課題:
1 > 本文抜粋で「地」と「図」の具体例として挙げられている組み合わせを、対象ごとにすべて列挙してください。
2 > 本文抜粋によれば、ゲシュタルト的な反転は何によって生まれますか。

本文抜粋:
::::::::

『ゲシュタルト的な解決』

 ゲシュタルト心理学のように、絵を「地」(ground)と「図」(figure)に分ける考え方は便利である。例えば「モナリザ」なら、風景が「地」(ground)で人物が「図」(figure)となる。さらに将棋であれば、将棋盤が「地」で駒が「図」となる。人間だと社会が「地」であり、個人が「図」となる。この「地」と「図」は、ある比率になると反転現象を起こす。有名な二つの顔が向かい合う「ルビンの壺」は、人の顔に見えたり壺に見えたりと反転する。
 このゲシュタルト的な反転は、なかなか制御できない。さらにいつ起こるかも突発的でわからない。その意味で人間は、構造に規定されている。個人が社会の上で主体性をもって生きる。しかし段々と社会に従う領域が増えていく。そしてある時点から反転現象が起こり、社会が主体を奪い、個人は従うだけとなる。このようなゲシュタルト的反転は、同一平面上の「比」によって生まれる。

古賀ヤスノリ イラスト

 もしある個人が社会に主体を奪われて、自由を失っているとすればどうか。その人は生きた心地がしないし、何かに従うだけでヤル気も出ない。結果はすべて奪われるような気がする。「地」と「図」を分けて、社会から一度個人を切り離し、再度個人に主体性を獲得させるにはどうすればよいか。それは信念や根性などではなく、ゲシュタルト的な比を操作することで解決が見えてくる。

::::::::

記録:
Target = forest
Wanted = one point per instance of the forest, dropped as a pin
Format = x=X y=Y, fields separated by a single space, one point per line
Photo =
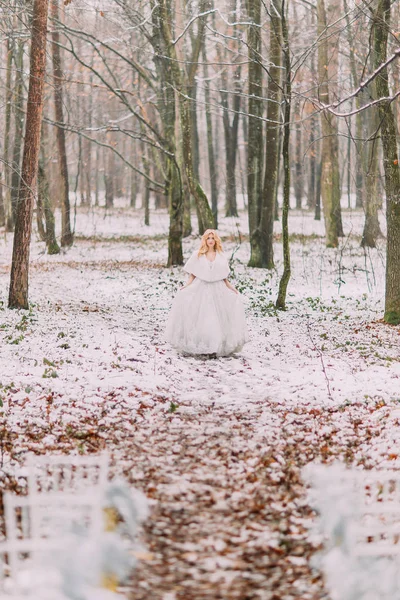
x=127 y=129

::::::::

解答:
1 >
・「モナリザ」:風景が「地」、人物が「図」
・将棋:将棋盤が「地」、駒が「図」
・人間:社会が「地」、個人が「図」

2 > 同一平面上の「比」によって生まれます。